Given request | Condense the paragraph below that begins "I moved to Harrisburg" into a short bulleted list that keeps its main facts.

[START Page excerpt]

In December 2007, I felt God urging me to pray for discomfort. My faith had grown stagnant and I was desperate for a change. He brought to my attention all of the accounts in the Bible of people who grew tremendously through trials and discomfort (and never through times of prosperity or easy living)…

…so I did it. I began praying for the next year that God would make me uncomfortable in order for me to become more like Jesus. God definitely delivered. 2008 was one of the toughest years of my life thus far, and I never DREAMED of what God would call me to do/lead me through. From the spiritual struggles to the physical (pneumonia), He used that year to the fullest to mold and shape me. I knew it would be a challenging year (I could probably write a book), but I never dreamed of the growth and transformation that would take place by surrendering to God’s plan and letting go of my own.

The biggest change was my move to Pennsylvania. I had been contemplating this for many years but kept trying to do things my way and nothing ever worked out. I visited PA in October 2007 and during that trip I realized that I didn’t want to live in Southern California anymore, at all. The realization even brought me to tears one day.

I began praying that God would allow me to move to PA, and I prayed for six months before I felt an answer from the Lord. He said that I could stay or go, and that He would use me wherever I was. That was a huge lesson in itself, realizing that sometimes God allows us to make decisions and that sometimes there is no “right” answer.

I moved to Harrisburg, PA on July 31, 2008 knowing only two people in the city, having no job, and having very little money. I chose Harrisburg because of it being the center of Pennsylvania politics. I worked through a temp agency for awhile until obtaining a job with a lobbying firm–which I thought was PERFECT! This was it–my door into the political arena!

[END Page excerpt]
[START Dataset entries]

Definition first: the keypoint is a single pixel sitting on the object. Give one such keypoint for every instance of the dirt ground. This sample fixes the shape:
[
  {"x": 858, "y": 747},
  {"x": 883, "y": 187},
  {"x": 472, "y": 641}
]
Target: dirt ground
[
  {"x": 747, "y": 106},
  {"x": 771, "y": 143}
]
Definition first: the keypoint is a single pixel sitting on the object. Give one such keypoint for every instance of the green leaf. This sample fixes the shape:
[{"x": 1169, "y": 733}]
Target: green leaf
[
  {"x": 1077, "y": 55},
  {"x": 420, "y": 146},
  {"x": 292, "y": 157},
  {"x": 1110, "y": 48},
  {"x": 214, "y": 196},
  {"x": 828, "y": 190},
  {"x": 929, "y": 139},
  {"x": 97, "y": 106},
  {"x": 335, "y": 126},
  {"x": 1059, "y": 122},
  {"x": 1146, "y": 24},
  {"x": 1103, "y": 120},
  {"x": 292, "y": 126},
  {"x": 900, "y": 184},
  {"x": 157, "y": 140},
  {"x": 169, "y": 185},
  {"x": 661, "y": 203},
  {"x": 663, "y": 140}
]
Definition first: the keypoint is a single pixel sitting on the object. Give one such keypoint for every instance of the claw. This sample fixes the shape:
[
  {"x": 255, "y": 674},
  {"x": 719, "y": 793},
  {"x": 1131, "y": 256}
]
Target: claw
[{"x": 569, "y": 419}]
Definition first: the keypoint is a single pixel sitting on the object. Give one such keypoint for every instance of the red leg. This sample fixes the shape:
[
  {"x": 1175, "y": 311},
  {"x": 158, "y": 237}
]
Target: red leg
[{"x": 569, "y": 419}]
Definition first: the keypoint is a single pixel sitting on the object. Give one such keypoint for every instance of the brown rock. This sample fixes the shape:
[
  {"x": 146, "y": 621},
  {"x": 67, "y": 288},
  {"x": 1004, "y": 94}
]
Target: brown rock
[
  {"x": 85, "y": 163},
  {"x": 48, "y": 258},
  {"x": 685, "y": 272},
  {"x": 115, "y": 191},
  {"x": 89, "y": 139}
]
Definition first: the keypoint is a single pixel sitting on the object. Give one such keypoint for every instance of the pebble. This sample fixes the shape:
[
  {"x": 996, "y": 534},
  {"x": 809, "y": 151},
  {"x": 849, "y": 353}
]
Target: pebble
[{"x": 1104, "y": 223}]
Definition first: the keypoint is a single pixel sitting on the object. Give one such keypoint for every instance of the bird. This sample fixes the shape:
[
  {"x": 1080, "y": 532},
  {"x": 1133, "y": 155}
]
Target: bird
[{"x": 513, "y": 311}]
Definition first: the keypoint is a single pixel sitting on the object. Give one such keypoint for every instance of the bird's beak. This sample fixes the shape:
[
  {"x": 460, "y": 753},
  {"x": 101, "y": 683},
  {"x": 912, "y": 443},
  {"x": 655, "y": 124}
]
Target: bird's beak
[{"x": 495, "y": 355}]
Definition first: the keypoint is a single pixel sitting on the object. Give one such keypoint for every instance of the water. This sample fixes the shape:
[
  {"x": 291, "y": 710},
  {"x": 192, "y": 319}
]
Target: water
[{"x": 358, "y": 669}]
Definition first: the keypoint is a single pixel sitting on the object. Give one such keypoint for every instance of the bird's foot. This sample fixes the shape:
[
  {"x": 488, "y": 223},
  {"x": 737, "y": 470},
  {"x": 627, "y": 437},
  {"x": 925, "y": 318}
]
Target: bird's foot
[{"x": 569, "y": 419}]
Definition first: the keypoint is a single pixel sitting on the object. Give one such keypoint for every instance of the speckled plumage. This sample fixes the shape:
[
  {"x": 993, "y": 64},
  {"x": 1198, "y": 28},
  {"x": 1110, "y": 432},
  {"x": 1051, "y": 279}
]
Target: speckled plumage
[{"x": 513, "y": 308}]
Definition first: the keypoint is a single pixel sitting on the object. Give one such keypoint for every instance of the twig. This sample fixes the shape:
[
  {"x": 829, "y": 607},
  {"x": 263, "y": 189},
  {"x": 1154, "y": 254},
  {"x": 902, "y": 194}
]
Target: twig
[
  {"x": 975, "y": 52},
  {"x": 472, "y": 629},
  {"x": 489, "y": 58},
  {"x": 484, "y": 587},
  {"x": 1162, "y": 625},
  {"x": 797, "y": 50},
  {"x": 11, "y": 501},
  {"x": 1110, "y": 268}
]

[END Dataset entries]

Worked answer |
- Moved to Harrisburg, PA, on July 31, 2008
- Knew only two people in the city, had no job, and had very little money
- Chose Harrisburg because it is the center of Pennsylvania politics
- Worked through a temp agency for a while
- Then got a job with a lobbying firm, seen as the perfect way into the political arena